- [SHORT PROBLEM]: Find each line in the listing below that contains the string "query", and copy those lines in full. Treat uppercase and lowercase letters as different.

Lines of data
[start]

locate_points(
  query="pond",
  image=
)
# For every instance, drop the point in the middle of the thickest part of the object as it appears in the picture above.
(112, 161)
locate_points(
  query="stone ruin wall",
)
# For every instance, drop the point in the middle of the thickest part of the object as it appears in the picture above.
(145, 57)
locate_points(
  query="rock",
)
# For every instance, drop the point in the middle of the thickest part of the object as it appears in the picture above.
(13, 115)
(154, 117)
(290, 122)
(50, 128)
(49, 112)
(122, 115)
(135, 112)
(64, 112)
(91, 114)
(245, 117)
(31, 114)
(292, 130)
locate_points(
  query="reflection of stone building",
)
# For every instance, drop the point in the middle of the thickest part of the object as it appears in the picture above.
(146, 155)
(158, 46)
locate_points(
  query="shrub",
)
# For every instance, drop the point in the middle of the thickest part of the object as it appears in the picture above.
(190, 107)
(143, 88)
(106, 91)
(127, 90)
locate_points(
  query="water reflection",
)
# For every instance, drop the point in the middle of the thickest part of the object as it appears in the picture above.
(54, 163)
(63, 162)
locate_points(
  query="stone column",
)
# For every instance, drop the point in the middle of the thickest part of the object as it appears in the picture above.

[end]

- [RESULT OF THIS TASK]:
  query="pond",
  query="stone ruin wall",
  query="rock",
  query="reflection of stone building",
  query="shrub",
  query="water reflection",
  query="stone column",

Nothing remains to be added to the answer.